- _Document_

....

UNLV v Northern Iowa
These two schools are pretty evenly matched. Both schools employ the rotating features in the top third — UNLV’s is a little more polished looking, but both a run too small to have much impact in my opinion (sensing a trend: maybe I just like big pictures). Northern Iowa has a very nice presentation of its majors right off its Academics page (both an alpha list and organized by interest area) but UNLV’s list is easily found and scanned, too. And both schools employ one of my pet peeves: links to both “Prospective Students” and “Admissions” on the homepage that take you to two different places. The UNI page is a lot friendlier though, with slightly cheesy but endearingly earnest videos from students acting as guides to different aspects of the process.
Winner: Northern Iowa

Michigan State v New Mexico State
Michigan State seems to be playing homage to Cornell with their homepage design, but doesn’t quite pull it off. There’s way too much text on the page; text that isn’t given enough room to stand on its own (that’s the key, I think. I’m not so much “text is bad” as I am “text needs space.”) New Mexico emphasizes the “big picture,” has a lot less in the way of news on its homepage, and a much simpler navigation structure.

....

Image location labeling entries
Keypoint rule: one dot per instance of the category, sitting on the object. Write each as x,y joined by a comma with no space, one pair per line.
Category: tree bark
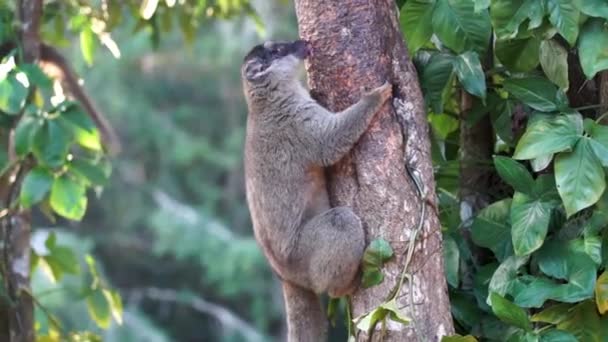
358,43
18,316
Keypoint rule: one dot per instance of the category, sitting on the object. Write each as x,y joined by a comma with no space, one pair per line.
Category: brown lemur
312,247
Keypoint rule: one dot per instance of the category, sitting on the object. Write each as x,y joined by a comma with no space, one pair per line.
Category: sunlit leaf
35,186
460,28
416,17
509,312
593,47
579,176
601,293
68,198
554,60
469,72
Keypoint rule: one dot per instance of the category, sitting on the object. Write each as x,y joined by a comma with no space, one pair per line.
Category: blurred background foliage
171,231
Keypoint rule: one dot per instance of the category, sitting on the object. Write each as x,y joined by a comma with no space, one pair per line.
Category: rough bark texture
358,44
18,315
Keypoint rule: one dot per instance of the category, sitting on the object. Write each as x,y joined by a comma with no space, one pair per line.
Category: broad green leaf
514,174
83,128
553,314
520,54
416,17
88,172
601,293
508,15
443,124
530,221
378,251
451,260
505,276
469,72
26,130
458,338
555,335
115,302
583,322
68,198
536,92
99,308
564,15
509,312
88,44
549,134
595,8
599,140
491,229
554,60
436,81
36,185
579,177
593,47
52,143
13,94
460,28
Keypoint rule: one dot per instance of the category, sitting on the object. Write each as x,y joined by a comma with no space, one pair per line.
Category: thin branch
226,317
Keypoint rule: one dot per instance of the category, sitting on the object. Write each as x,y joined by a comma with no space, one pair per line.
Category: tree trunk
18,316
358,43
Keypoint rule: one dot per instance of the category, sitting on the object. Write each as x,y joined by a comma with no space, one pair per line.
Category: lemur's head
274,61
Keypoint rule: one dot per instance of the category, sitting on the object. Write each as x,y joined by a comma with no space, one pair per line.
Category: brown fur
312,247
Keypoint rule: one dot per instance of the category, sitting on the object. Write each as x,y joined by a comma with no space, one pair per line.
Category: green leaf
88,44
564,15
599,139
514,174
99,308
579,177
505,276
601,293
378,251
530,219
451,260
595,8
469,72
388,309
583,322
554,335
83,128
549,134
491,229
436,81
521,55
536,92
88,172
458,338
416,17
509,312
554,60
52,143
36,185
508,15
460,28
68,198
443,124
115,302
12,94
26,130
593,47
553,314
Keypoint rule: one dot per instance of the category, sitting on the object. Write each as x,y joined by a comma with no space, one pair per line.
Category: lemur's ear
254,70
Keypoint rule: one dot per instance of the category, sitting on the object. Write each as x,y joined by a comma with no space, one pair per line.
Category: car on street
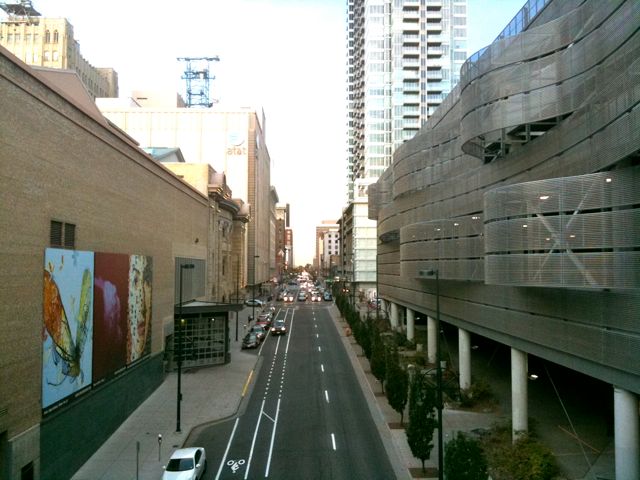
250,340
186,464
265,318
279,328
259,331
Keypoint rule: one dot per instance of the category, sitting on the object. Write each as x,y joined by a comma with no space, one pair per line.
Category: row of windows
17,38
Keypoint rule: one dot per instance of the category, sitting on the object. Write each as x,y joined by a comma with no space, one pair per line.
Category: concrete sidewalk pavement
203,401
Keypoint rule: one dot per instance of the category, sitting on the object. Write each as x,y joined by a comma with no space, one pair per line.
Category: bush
526,459
464,459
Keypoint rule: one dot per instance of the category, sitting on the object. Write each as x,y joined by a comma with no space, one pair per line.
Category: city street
306,415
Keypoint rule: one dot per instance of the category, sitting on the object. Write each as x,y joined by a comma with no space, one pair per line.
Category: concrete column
411,321
431,340
626,434
464,353
518,393
394,317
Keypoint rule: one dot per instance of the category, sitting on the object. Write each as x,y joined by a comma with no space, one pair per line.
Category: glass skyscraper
404,57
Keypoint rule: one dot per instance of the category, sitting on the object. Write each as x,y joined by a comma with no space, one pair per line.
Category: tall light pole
178,336
253,304
431,273
237,289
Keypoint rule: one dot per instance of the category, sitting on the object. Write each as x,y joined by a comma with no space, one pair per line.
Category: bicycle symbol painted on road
235,465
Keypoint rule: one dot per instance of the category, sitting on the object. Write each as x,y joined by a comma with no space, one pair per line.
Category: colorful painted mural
110,325
68,324
97,319
139,318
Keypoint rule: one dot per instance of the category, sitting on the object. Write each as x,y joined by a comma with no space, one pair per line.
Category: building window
62,234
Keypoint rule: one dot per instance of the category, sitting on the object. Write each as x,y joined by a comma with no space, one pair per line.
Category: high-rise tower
404,57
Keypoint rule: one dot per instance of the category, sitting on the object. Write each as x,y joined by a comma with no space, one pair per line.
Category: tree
464,459
397,383
378,360
365,341
422,421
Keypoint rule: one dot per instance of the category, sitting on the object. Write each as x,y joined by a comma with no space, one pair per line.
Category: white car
186,464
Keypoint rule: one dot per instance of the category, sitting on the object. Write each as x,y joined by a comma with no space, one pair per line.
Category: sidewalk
205,402
388,420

....

- _Exercise requirements_
1. Summarize the homepage comparison in two sentences.
2. In the homepage comparison, which homepage links does the writer call a pet peeve?

- _Solutions for each task_
1. UNLV and Northern Iowa are judged evenly matched, since both use small rotating features and homepage links to "Prospective Students" and "Admissions" that lead to different places, but Northern Iowa wins for its friendlier page with student guide videos. Michigan State's homepage has too much text without enough room, while New Mexico State emphasizes the "big picture," carries less news, and has a much simpler navigation structure.

2. Links to both "Prospective Students" and "Admissions" that take you to two different places.